→ AVAILABLE RECORDS
....................
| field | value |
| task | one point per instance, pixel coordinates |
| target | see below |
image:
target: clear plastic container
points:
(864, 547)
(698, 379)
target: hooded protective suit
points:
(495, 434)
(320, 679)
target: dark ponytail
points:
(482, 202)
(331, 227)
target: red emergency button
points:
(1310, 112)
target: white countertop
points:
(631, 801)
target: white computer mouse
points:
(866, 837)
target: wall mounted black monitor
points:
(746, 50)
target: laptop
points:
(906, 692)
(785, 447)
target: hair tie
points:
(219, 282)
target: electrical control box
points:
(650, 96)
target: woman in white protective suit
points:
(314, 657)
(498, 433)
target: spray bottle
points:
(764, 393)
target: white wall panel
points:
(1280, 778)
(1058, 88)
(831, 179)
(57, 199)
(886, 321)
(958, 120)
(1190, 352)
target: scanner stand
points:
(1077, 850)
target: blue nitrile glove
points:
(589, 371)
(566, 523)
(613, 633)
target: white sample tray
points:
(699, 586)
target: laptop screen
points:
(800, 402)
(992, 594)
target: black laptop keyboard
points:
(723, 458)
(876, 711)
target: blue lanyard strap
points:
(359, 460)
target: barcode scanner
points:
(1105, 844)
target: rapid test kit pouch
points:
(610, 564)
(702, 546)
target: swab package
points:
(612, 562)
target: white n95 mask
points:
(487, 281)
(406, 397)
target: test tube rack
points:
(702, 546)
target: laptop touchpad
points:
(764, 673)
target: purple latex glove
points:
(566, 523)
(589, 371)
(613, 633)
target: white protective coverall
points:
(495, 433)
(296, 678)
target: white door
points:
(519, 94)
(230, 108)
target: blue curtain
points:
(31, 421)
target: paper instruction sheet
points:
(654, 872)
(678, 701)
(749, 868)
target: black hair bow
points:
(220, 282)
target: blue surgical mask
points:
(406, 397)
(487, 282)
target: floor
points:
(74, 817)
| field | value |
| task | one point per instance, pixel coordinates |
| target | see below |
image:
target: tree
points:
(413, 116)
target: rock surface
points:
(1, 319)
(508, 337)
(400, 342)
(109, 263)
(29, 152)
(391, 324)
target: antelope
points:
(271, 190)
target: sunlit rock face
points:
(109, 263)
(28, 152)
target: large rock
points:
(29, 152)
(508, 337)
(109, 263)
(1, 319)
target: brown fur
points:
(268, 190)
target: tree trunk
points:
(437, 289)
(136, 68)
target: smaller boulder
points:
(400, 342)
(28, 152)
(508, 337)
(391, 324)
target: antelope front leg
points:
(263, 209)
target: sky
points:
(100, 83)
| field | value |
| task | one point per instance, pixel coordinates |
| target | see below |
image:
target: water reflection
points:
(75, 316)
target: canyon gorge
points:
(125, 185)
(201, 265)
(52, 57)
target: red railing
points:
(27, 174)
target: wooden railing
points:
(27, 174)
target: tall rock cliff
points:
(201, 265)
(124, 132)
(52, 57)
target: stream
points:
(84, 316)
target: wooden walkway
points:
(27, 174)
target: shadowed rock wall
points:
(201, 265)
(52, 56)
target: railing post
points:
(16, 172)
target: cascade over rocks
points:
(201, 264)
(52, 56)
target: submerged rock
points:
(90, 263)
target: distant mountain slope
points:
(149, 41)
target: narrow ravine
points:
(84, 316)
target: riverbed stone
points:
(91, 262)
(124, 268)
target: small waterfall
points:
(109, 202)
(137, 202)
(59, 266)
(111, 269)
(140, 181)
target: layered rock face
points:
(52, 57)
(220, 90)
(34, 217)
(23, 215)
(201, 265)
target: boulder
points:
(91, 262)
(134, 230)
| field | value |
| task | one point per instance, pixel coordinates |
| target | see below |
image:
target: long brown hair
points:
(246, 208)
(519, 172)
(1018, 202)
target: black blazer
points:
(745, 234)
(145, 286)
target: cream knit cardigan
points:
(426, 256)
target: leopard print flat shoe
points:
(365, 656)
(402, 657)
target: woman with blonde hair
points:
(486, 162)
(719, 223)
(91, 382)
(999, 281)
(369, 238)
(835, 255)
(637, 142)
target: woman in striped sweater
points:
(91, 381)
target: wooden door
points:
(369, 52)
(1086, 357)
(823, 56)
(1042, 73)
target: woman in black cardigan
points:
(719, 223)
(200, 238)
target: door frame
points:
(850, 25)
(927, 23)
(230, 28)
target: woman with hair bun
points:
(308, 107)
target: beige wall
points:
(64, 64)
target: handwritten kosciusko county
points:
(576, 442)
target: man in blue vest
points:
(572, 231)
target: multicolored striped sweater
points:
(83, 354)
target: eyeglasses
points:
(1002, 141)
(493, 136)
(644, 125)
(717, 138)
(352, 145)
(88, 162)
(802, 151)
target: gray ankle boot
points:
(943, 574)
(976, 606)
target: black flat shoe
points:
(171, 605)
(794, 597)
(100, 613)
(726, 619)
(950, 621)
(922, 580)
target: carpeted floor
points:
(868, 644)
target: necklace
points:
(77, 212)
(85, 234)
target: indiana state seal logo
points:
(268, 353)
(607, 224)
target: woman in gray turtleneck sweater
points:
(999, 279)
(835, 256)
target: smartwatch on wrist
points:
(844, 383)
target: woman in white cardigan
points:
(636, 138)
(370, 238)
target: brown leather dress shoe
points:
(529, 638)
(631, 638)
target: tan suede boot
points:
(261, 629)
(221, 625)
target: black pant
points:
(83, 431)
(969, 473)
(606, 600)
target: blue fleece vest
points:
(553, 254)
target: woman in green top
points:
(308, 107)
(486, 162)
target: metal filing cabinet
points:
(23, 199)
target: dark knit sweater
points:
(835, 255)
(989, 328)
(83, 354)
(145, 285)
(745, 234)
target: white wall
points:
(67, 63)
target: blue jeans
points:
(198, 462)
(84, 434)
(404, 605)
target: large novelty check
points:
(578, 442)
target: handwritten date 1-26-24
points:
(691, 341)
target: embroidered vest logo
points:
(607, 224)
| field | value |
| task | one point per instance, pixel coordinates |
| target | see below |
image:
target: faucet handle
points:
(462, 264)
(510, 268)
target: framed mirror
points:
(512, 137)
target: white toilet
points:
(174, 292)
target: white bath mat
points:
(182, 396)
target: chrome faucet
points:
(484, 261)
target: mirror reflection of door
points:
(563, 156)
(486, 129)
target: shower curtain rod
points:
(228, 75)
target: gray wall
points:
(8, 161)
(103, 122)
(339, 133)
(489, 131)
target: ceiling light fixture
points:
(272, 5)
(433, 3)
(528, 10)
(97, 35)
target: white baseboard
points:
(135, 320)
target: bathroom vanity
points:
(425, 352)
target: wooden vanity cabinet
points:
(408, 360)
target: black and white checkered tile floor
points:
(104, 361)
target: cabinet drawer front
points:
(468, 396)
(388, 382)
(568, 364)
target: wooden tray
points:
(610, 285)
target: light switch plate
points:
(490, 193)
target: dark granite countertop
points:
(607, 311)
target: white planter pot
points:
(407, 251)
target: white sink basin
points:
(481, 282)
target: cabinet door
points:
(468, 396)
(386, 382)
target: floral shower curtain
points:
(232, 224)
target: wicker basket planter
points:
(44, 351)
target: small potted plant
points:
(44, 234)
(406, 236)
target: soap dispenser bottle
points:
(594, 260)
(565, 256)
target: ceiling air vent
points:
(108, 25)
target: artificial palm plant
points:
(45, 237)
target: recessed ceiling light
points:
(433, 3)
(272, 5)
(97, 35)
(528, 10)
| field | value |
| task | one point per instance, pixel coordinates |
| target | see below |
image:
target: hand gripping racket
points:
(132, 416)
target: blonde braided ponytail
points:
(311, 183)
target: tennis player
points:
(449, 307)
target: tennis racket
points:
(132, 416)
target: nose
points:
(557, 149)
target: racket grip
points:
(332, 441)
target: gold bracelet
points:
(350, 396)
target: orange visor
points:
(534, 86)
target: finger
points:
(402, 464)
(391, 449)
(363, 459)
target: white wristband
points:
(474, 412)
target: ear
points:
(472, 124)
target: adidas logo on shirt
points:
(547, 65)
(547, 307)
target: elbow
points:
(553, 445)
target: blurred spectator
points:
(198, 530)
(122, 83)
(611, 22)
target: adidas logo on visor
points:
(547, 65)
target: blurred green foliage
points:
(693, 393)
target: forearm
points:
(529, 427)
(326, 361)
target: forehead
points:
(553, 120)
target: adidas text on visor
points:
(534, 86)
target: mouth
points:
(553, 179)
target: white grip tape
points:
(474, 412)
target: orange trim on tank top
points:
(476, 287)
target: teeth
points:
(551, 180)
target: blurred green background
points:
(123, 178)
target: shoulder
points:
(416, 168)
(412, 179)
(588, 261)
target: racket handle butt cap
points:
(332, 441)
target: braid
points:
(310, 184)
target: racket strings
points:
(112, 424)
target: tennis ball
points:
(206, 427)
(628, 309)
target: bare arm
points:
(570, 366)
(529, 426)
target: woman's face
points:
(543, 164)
....................
→ REQUIRED TASK
Rewrite the lines from the one holding "target: braid" through the last line, inclusive, replacing "bare arm" with "arm" and leaving everything else unchanged.

→ WRITTEN REPLY
target: braid
points:
(310, 184)
target: racket strings
points:
(112, 424)
target: tennis ball
points:
(206, 427)
(628, 309)
target: arm
points:
(570, 366)
(529, 426)
target: woman's face
points:
(543, 164)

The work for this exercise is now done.